Today’s blog from Dr Andrew Barclay, senior research fellow for our Commons 1640-1660 project, is the second in a three-part series about the parliament that would restore the monarchy in 1660 (part one available here). In this piece he explores the process that led to the accession of Charles II on 8 May 1660…
When the new Parliament met on 25 April 1660 few doubted that it would restore the monarchy. The real question was whether it would try to impose any conditions on Charles II. Lots of people, including quite a few MPs, still hoped that some variation on the deal discussed with Charles I at Newport on the Isle of Wight in 1648 might be possible. The late king had been willing to make concessions on church government and control of the militia. That his more flexible son might agree something similar seemed plausible enough.
Charles II made the first move. The new Parliament had spent its opening days doing nothing much. Then on 1 May the exiled king declared his hand. His emissary was his gentleman of the bedchamber, Sir John Granville. Sir John was, just as importantly, also George Monck’s cousin. Those two advantages, which ensured that he was trusted by both Charles and Monck, had enabled him to arrange the secret agreement between the exiled king and the soldier who was now the most powerful man at Westminster. The message Granville brought with him and which he now presented to the Lords and the Commons had been prepared on Monck’s advice.

**EXTRACTED DATA**
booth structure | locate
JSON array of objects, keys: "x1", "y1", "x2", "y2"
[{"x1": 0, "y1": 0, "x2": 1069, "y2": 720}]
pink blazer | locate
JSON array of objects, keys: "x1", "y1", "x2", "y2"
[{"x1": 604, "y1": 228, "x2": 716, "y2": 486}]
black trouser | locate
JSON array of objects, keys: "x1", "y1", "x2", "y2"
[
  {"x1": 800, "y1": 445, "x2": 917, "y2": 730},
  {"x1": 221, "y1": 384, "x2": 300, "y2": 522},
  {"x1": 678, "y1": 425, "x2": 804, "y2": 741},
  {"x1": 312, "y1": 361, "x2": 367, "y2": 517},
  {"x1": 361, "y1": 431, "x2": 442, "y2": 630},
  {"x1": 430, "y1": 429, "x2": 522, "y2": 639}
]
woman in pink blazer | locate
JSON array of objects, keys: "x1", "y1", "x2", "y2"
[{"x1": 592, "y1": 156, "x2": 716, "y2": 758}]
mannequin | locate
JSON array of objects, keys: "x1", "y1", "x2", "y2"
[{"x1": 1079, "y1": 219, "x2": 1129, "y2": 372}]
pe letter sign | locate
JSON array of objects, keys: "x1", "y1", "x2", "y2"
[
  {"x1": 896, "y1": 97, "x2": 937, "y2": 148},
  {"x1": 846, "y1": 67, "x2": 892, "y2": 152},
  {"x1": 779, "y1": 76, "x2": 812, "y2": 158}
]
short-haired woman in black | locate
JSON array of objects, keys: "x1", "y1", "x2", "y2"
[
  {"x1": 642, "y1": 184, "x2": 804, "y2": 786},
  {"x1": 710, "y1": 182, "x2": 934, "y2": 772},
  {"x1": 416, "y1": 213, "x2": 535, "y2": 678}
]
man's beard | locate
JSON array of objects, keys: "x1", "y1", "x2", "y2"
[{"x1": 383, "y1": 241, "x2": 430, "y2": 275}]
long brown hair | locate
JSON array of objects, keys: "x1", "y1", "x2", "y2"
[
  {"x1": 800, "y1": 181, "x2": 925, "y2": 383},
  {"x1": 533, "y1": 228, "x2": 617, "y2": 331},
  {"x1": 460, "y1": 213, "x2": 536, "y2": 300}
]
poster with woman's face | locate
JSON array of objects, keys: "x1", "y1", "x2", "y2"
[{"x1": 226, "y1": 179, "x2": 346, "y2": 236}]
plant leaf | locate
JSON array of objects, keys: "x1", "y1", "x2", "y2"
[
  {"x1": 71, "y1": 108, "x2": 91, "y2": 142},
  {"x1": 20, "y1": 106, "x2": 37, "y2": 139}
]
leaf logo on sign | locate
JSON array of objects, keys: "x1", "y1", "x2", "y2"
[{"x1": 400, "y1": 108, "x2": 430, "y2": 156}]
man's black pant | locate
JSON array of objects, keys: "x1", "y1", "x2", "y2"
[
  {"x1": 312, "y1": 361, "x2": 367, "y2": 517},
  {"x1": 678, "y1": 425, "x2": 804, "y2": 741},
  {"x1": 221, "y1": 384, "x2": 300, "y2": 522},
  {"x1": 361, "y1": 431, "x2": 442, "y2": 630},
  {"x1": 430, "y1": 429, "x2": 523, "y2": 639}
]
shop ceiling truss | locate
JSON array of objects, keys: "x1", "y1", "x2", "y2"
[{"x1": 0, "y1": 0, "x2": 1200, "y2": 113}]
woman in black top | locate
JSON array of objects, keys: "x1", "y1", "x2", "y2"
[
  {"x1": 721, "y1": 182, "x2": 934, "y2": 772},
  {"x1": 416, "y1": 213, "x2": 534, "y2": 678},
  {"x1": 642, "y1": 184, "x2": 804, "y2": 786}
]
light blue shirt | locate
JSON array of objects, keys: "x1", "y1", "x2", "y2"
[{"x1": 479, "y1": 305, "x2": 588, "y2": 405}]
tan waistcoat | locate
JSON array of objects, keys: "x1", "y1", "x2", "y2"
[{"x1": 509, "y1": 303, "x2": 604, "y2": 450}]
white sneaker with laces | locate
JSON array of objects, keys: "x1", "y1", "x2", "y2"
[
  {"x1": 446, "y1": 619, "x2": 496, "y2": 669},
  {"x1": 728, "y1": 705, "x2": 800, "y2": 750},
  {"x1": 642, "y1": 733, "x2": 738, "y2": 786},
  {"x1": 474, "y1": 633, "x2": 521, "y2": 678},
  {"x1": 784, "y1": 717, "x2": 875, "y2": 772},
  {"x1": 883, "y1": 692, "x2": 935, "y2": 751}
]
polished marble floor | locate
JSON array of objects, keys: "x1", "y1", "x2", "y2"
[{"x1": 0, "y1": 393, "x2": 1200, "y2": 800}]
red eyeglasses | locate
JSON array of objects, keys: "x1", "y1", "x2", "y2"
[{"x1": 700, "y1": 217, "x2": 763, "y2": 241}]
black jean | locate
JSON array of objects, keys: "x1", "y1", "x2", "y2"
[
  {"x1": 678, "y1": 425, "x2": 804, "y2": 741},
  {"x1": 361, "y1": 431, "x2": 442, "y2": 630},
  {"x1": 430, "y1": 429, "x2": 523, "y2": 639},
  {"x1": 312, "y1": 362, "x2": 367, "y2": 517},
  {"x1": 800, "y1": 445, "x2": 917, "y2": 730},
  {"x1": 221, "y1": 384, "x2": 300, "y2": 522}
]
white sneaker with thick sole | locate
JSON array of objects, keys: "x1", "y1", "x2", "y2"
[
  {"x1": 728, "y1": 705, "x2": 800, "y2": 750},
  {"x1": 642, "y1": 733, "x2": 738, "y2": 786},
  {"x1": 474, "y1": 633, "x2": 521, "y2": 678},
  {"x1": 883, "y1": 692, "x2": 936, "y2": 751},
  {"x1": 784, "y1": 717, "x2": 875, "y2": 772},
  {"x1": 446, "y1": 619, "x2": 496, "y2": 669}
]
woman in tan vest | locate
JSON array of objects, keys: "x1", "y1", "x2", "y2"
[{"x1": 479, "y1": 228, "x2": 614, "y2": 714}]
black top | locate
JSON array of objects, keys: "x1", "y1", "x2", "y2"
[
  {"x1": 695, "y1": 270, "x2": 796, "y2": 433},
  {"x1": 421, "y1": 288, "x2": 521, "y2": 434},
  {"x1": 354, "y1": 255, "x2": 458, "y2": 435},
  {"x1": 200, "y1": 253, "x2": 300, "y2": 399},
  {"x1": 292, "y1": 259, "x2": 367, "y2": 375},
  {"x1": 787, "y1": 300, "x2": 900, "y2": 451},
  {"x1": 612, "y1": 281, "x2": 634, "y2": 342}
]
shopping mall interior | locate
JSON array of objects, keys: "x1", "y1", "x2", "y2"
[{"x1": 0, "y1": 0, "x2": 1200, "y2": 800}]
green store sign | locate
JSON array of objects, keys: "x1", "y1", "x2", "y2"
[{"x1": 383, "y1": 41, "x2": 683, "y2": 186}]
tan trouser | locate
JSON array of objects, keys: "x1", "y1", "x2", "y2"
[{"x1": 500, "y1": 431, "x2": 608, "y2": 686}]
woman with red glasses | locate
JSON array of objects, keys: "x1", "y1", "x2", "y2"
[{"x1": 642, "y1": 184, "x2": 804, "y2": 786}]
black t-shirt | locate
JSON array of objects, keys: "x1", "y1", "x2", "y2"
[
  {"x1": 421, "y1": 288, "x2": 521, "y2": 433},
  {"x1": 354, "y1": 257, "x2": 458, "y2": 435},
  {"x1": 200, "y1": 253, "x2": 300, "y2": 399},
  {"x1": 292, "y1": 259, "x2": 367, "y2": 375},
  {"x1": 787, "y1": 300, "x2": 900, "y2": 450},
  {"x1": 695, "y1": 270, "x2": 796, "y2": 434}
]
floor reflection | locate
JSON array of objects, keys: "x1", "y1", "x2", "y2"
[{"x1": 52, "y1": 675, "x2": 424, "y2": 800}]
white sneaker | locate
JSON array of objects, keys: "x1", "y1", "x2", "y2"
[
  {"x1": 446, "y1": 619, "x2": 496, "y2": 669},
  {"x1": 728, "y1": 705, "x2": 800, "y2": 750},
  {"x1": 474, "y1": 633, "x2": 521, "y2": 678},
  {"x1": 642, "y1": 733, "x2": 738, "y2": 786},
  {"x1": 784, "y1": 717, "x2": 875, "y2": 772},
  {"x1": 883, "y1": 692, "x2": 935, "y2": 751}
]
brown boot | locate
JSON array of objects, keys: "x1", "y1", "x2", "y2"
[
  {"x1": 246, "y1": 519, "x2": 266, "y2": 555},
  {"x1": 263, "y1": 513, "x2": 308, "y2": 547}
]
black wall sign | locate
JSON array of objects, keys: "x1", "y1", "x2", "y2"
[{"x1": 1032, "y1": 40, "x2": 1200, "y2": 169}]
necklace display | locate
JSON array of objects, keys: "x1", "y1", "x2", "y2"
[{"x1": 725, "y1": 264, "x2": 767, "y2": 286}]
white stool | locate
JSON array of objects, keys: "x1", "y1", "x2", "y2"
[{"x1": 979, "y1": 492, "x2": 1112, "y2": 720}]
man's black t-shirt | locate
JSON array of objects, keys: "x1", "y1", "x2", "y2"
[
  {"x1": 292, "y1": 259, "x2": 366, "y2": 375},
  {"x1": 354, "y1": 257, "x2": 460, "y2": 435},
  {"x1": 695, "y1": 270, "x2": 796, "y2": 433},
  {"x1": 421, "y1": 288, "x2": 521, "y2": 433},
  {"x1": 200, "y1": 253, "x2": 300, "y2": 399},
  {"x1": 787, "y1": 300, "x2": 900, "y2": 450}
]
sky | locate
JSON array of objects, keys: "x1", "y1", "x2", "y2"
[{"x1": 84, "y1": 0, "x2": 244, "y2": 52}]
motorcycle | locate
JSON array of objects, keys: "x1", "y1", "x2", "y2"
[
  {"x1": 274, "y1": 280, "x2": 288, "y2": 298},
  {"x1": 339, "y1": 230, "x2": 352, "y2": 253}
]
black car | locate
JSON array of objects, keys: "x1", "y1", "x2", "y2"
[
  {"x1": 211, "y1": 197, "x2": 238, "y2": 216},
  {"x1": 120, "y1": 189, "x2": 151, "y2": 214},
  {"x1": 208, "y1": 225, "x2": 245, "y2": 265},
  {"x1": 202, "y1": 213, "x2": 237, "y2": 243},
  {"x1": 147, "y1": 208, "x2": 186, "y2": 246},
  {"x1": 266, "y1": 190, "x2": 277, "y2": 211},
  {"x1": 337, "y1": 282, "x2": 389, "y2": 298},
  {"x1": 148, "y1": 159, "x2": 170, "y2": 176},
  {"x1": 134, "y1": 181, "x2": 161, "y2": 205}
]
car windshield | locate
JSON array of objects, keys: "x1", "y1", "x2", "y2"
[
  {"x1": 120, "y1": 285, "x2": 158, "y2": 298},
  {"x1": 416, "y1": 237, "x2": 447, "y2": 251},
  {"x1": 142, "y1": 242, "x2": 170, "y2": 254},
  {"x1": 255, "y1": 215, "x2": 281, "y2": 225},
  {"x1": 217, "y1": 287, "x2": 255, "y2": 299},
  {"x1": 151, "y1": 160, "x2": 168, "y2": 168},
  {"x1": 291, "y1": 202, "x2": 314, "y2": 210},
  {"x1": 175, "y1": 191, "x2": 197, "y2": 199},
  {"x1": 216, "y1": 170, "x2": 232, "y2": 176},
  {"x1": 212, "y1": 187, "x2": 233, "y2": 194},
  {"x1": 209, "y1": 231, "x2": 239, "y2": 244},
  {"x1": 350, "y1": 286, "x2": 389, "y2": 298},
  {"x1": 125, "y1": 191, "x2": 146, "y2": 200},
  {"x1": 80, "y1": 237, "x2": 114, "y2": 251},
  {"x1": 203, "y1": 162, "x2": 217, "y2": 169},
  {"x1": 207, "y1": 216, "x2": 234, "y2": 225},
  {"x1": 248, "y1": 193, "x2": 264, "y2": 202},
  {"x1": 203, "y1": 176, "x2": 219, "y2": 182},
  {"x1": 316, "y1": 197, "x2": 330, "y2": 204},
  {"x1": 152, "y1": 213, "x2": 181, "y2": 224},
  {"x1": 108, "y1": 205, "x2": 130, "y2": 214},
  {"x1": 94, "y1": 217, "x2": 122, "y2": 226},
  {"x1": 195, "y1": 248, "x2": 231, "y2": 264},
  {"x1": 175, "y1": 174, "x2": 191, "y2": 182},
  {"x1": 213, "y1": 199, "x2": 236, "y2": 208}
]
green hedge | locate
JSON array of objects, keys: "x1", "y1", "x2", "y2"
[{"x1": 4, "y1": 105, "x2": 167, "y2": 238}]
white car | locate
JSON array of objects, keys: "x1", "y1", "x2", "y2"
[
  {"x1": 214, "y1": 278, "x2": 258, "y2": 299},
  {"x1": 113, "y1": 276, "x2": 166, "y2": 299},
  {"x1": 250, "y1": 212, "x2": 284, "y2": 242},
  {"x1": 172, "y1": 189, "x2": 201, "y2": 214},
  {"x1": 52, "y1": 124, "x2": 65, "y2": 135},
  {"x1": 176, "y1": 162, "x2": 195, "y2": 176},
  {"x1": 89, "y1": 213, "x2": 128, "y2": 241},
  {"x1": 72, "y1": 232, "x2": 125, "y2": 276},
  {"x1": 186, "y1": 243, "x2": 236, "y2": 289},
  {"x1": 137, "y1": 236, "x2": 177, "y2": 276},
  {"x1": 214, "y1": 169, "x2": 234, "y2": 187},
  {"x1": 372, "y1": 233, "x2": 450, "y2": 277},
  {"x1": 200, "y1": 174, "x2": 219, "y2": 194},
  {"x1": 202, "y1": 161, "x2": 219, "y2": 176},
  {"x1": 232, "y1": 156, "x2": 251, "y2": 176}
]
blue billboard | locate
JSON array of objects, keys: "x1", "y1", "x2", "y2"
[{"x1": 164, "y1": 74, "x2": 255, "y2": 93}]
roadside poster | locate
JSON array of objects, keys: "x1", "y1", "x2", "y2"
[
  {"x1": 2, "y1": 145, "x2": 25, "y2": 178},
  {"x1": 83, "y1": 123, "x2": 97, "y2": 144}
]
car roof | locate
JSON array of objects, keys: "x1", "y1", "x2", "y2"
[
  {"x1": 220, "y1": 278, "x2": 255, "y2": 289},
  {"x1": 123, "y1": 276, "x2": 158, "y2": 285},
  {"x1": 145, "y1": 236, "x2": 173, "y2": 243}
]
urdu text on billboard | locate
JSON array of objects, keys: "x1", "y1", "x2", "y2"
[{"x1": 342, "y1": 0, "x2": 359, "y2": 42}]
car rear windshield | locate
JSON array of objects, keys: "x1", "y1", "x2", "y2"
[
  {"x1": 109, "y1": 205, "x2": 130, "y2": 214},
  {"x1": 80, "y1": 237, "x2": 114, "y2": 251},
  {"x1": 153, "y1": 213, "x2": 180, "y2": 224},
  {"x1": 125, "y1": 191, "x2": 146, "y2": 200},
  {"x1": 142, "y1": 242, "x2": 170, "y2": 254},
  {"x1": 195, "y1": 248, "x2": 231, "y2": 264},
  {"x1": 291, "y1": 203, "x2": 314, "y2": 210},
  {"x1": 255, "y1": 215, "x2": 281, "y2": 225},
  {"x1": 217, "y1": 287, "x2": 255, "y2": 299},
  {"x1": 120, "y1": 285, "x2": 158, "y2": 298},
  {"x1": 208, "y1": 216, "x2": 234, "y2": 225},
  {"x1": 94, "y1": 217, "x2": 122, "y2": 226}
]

**TASK PROMPT**
Name every person mentioned by name in the blog post about the Parliament of 1660.

**RESPONSE**
Dr Andrew Barclay, Charles II, Charles I, Sir John Granville, George Monck